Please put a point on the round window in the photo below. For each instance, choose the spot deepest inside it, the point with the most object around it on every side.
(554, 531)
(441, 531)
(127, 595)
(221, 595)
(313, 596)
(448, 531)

◆ ◆ ◆ ◆

Exercise. Put the records above into a JSON list of strings, one string per line and no strings for blank lines.

The completed task.
[
  "Please put a point on the round window in the photo below. For each instance, choose the spot deepest inside it, the point with the most object around it on every side.",
  "(554, 531)",
  "(441, 531)",
  "(127, 595)",
  "(221, 595)",
  "(313, 596)",
  "(448, 531)"
]